* Begin *

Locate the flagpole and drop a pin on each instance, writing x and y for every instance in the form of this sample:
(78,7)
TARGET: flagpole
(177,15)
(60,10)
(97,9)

* End *

#### WHAT TO PRODUCE
Reproduce the rows above verbatim, keeping every line unchanged.

#### CORRECT ANSWER
Locate the flagpole and drop a pin on each instance, writing x and y for every instance in the form of this sample:
(78,7)
TARGET: flagpole
(177,15)
(60,10)
(97,9)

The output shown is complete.